**Coordinate annotation entries:**
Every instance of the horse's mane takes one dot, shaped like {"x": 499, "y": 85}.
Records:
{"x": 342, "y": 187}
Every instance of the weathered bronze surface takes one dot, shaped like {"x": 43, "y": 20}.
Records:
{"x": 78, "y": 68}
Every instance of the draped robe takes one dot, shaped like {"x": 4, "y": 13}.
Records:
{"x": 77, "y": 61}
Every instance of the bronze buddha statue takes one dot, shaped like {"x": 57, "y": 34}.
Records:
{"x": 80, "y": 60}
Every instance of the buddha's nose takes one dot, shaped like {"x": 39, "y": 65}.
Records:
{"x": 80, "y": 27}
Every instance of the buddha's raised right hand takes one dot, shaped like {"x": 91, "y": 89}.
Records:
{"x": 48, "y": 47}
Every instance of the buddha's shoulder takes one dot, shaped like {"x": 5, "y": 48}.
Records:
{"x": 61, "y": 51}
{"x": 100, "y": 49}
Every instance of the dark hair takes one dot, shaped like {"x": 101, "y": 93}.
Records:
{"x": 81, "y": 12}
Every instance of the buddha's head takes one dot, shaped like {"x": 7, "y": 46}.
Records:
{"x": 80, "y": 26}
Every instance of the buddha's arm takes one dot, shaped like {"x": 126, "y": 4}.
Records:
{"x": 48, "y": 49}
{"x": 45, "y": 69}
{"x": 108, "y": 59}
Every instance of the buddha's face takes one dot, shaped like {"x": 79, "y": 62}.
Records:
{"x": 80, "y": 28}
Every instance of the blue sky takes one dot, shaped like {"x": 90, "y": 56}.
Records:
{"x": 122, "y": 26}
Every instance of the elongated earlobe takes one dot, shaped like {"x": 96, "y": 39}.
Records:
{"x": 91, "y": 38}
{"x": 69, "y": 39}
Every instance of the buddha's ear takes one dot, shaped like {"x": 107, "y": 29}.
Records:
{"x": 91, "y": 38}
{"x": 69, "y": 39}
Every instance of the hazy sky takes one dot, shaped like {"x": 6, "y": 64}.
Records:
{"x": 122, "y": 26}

**YOUR GOAL:** Write the records above as a two-column CSV with the headers "request" and "points," one row for each request. Put the request text and its points in separate quoted fields, turning any line breaks into spaces.

**TASK ANSWER:**
request,points
"Every instance of the horse's mane takes one dot, shaped like {""x"": 499, ""y"": 85}. Records:","{""x"": 342, ""y"": 187}"
"Every instance of the weathered bronze surface takes one dot, shaped like {""x"": 43, ""y"": 20}. Records:","{""x"": 78, ""y"": 68}"
"Every instance of the draped robe takes one dot, shaped like {""x"": 4, ""y"": 13}. Records:","{""x"": 77, ""y"": 61}"
"Every instance of the bronze buddha statue takes one dot, shaped like {""x"": 57, ""y"": 34}. Records:","{""x"": 80, ""y"": 60}"
"Every instance of the buddha's nose takes one dot, shaped like {""x"": 39, ""y"": 65}. Records:","{""x"": 80, ""y"": 27}"
"Every instance of the buddha's raised right hand takes one dot, shaped like {""x"": 91, ""y"": 89}. Records:","{""x"": 48, ""y"": 47}"
"Every instance of the buddha's shoulder takes one dot, shaped like {""x"": 5, ""y"": 48}. Records:","{""x"": 61, ""y"": 51} {""x"": 100, ""y"": 49}"
"Every instance of the dark hair takes one dot, shaped like {""x"": 101, ""y"": 93}. Records:","{""x"": 81, ""y"": 12}"
"Every instance of the buddha's head takes one dot, shaped like {""x"": 7, ""y"": 46}. Records:","{""x"": 80, ""y"": 26}"
"Every instance of the buddha's arm takes one dot, shaped like {""x"": 126, ""y"": 4}. Records:","{""x"": 48, ""y"": 49} {""x"": 45, ""y"": 69} {""x"": 108, ""y"": 59}"
"Every instance of the buddha's face takes one dot, shaped like {""x"": 79, ""y"": 62}. Records:","{""x"": 80, ""y"": 28}"
"Every instance of the blue sky takes one dot, shaped like {""x"": 90, ""y"": 56}. Records:","{""x"": 122, ""y"": 26}"
"Every instance of the elongated earlobe takes one dot, shaped like {""x"": 96, ""y"": 39}. Records:","{""x"": 91, ""y"": 38} {""x"": 69, ""y"": 39}"
"Every instance of the buddha's ear takes one dot, shaped like {""x"": 107, ""y"": 29}. Records:","{""x"": 91, ""y"": 38} {""x"": 69, ""y"": 39}"
"Every instance of the hazy sky takes one dot, shaped like {""x"": 6, ""y"": 64}. Records:","{""x"": 122, ""y"": 26}"